═══ Excerpted text ═══
However, many others are small organizations like the Minnesota Child Care Resource and Referral Network. The agency's 19 offices around the state refer parents to licensed day care providers and train day care workers. Executive director Ann McCully says most of their money, $6 million, comes from the federal government but passes through the state bureaucracy. She says it appears both state and federal dollars are bottled up because of the shutdown.
"If this drags on too long what happens to those federal dollars? We'd certainly hope they don't get returned. And we certainly hope they don't get lost. That's one of the biggest points we're trying to make in our discussions," she says.
Some nonprofits anticipated the shutdown, made their case to the state and won what they thought were contract renewals before state offices went dark. But Friday a Minneapolis nonprofit that supplies emergency shelter and employment counseling learned from the state it's funds are not guaranteed and it should suspend activities.
Some nonprofits may still get a reprieve from counties.
═══
* [Work to complete]
A: In the excerpt on nonprofits and the Minnesota shutdown, how many offices does the Minnesota Child Care Resource and Referral Network have?
B: List every service that the excerpt on nonprofits and the Minnesota shutdown says the nonprofits it describes provide.
C: Write the next part of the excerpt on nonprofits and the Minnesota shutdown, starting after its final sentence.
═══ Entries ═══
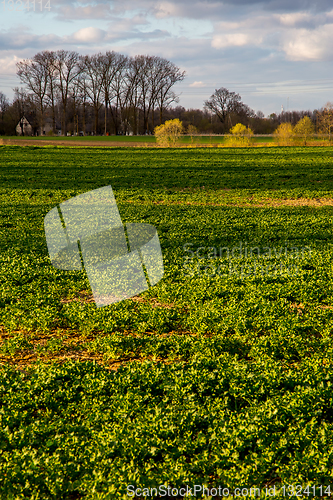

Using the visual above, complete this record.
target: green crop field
[0,146,333,500]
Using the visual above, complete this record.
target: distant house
[16,116,61,136]
[15,116,33,135]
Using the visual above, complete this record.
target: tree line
[2,50,185,135]
[0,50,333,135]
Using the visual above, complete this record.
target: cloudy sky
[0,0,333,115]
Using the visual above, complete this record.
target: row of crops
[0,146,333,500]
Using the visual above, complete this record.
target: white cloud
[282,24,333,61]
[73,26,105,43]
[0,55,21,75]
[189,82,206,88]
[212,33,250,49]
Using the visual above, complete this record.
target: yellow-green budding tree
[154,118,183,148]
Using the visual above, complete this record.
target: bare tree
[0,91,9,122]
[100,51,129,134]
[54,50,81,135]
[16,54,49,134]
[204,87,243,124]
[39,50,59,134]
[153,58,185,128]
[79,54,103,134]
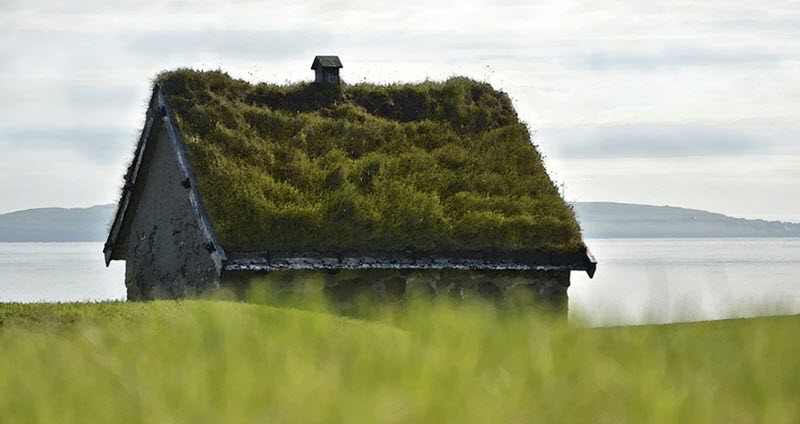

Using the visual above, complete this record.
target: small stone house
[104,57,596,308]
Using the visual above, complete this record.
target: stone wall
[221,270,570,314]
[125,124,221,300]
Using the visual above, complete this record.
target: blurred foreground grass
[0,301,800,423]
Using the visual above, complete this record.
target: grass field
[0,301,800,423]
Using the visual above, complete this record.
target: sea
[0,238,800,326]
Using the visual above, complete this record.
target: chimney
[311,56,342,84]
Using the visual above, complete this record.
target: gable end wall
[125,124,221,300]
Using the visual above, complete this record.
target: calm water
[0,238,800,325]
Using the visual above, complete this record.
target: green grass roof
[156,69,585,253]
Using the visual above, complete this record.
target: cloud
[535,124,800,158]
[0,126,137,163]
[127,29,332,60]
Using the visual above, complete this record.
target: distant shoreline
[0,202,800,243]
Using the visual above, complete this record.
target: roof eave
[223,252,597,278]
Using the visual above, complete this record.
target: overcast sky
[0,0,800,222]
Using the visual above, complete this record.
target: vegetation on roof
[156,69,585,252]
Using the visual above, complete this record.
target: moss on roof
[156,69,585,253]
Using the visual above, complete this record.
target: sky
[0,0,800,222]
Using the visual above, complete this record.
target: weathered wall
[221,270,570,314]
[125,124,221,300]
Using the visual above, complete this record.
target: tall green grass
[0,301,800,423]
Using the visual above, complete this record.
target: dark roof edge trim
[103,88,158,266]
[103,85,226,266]
[223,251,597,278]
[157,87,227,261]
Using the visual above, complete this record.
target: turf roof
[156,69,585,253]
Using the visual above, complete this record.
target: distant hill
[0,205,116,242]
[0,202,800,242]
[573,202,800,238]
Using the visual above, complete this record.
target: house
[104,57,596,307]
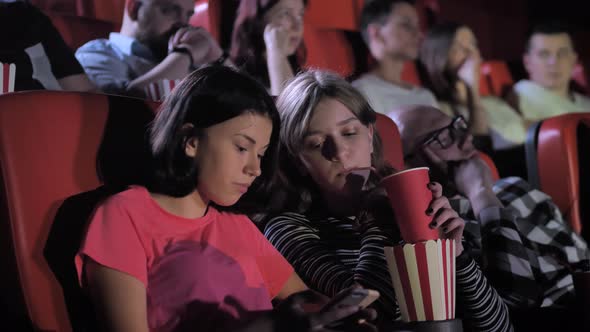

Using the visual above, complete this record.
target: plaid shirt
[450,177,590,307]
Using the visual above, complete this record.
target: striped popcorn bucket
[0,62,16,95]
[385,239,455,322]
[144,80,180,101]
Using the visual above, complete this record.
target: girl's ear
[294,158,307,176]
[182,123,199,158]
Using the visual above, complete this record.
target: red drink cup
[381,167,439,243]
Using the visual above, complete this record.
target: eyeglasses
[422,115,469,149]
[404,115,469,160]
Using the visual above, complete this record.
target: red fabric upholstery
[572,62,589,93]
[0,92,108,331]
[479,152,500,181]
[72,0,126,24]
[46,12,117,51]
[375,113,405,170]
[0,91,160,331]
[305,0,362,31]
[537,113,590,233]
[189,0,221,42]
[303,18,355,77]
[479,60,514,96]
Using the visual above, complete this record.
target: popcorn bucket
[385,239,455,322]
[0,62,16,95]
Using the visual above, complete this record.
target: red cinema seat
[47,12,117,51]
[479,152,500,181]
[479,60,514,97]
[572,62,589,94]
[189,0,221,42]
[0,91,153,331]
[375,113,405,170]
[305,0,362,31]
[526,113,590,236]
[303,20,355,77]
[71,0,126,24]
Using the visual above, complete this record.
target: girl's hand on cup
[425,182,465,256]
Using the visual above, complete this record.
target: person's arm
[264,23,294,96]
[456,252,513,332]
[126,52,191,91]
[75,195,148,332]
[84,258,149,332]
[455,157,541,306]
[57,73,99,92]
[275,272,309,300]
[264,213,399,316]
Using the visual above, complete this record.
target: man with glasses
[390,106,590,314]
[512,22,590,123]
[352,0,438,114]
[76,0,225,96]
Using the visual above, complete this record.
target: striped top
[264,213,512,331]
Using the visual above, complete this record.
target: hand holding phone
[321,286,380,312]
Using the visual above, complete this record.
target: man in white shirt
[514,23,590,123]
[352,0,437,114]
[76,0,225,96]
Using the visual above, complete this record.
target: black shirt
[0,2,84,91]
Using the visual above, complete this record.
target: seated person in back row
[418,22,526,177]
[76,0,225,96]
[390,106,589,308]
[352,0,437,114]
[511,22,590,123]
[0,1,95,93]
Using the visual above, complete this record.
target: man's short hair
[359,0,415,45]
[525,20,572,52]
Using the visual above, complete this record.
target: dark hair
[359,0,415,45]
[275,70,394,213]
[148,65,280,214]
[418,22,475,121]
[229,0,307,86]
[525,20,572,52]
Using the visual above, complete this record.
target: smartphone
[322,287,379,311]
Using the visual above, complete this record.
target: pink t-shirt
[76,187,293,331]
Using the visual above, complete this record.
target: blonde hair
[277,70,393,212]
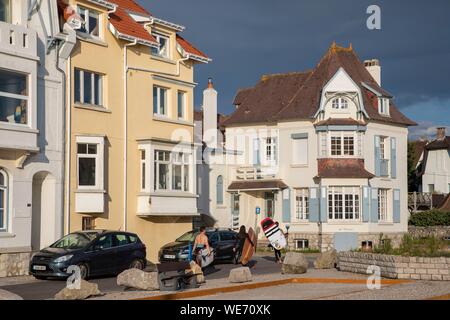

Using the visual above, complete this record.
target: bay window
[0,69,29,124]
[295,188,309,220]
[74,69,103,106]
[328,187,360,220]
[154,150,190,192]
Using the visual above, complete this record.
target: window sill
[151,54,177,64]
[77,31,108,47]
[73,103,112,113]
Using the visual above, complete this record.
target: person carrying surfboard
[233,225,255,264]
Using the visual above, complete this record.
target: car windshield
[50,233,96,249]
[175,231,199,242]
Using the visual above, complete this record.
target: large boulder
[55,280,102,300]
[0,289,23,300]
[281,252,308,274]
[228,267,252,283]
[186,261,206,284]
[314,249,337,269]
[117,268,159,291]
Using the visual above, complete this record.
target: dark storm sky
[142,0,450,136]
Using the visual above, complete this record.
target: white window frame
[151,32,170,59]
[76,136,105,190]
[73,68,104,107]
[295,188,310,221]
[0,168,9,232]
[327,186,361,222]
[152,85,169,117]
[0,69,32,126]
[77,5,102,39]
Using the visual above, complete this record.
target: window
[0,169,8,231]
[295,188,309,220]
[292,139,308,165]
[266,138,277,162]
[332,98,348,110]
[81,217,95,230]
[141,150,147,190]
[0,69,29,124]
[378,189,389,222]
[154,150,190,192]
[152,33,169,58]
[378,98,389,116]
[328,187,360,220]
[74,69,103,106]
[0,0,11,23]
[216,176,223,205]
[294,239,309,250]
[153,86,167,116]
[78,7,100,37]
[177,91,186,119]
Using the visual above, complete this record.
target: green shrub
[409,210,450,227]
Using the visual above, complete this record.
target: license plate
[33,266,47,271]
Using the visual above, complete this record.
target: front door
[264,192,275,219]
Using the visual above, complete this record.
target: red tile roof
[317,158,375,179]
[226,44,416,126]
[177,34,210,60]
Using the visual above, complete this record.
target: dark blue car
[30,230,147,279]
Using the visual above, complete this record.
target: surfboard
[240,228,257,265]
[261,218,287,250]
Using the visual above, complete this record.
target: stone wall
[337,252,450,281]
[0,252,31,278]
[408,226,450,238]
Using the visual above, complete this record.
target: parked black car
[30,230,147,279]
[158,229,237,262]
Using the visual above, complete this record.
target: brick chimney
[436,127,445,140]
[364,59,381,86]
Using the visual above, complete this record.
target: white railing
[0,21,37,57]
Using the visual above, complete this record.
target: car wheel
[78,263,89,280]
[130,259,144,270]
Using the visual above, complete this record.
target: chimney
[203,78,217,148]
[364,59,381,86]
[436,127,445,141]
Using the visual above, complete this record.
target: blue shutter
[309,187,319,222]
[253,138,261,166]
[216,176,223,204]
[320,187,328,222]
[283,189,291,223]
[391,138,397,179]
[362,186,370,222]
[370,188,378,222]
[393,189,400,223]
[374,136,381,177]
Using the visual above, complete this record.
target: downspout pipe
[123,39,137,231]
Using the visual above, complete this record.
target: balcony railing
[0,21,37,58]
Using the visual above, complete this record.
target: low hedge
[409,210,450,227]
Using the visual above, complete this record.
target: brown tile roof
[317,158,375,179]
[177,34,209,59]
[226,44,416,125]
[228,180,288,191]
[314,118,366,126]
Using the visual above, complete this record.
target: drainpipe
[123,39,137,231]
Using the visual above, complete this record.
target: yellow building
[59,0,210,261]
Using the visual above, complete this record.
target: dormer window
[0,0,11,23]
[78,6,100,37]
[332,98,348,110]
[152,33,169,58]
[378,97,389,116]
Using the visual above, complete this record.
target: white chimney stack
[203,78,217,148]
[364,59,381,86]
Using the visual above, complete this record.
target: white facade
[0,0,74,264]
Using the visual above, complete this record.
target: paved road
[0,254,314,300]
═══
* [In response]
A: 19 offices around the state.

B:
- Referring parents to licensed day care providers
- Training day care workers
- Supplying emergency shelter
- Employment counseling

C:
Ramsey county commissioner Rafael Ortega chairs the board's finance committee and says they may try to use up to $30 million in county reserves for up to two months to help some of the nonprofits they do business with weather the financial storm.
"If we have to go any more beyond that then we're really cutting steep into our investment and we're looking at how that affects our bond rating as we do capital projects, and so there's a whole domino effect here and a lot of pieces we have to consider," he says.
Minnesota Council on Nonprofits policy analyst Marcia Avner is advising members to request an appearance before the judge hearing appeals from groups arguing they supply essential services and should continue to get state grants. It's lobbying lawmakers to guarantee that when the stalemate is solved the existing contracts will be honored and groups won't have to reapply.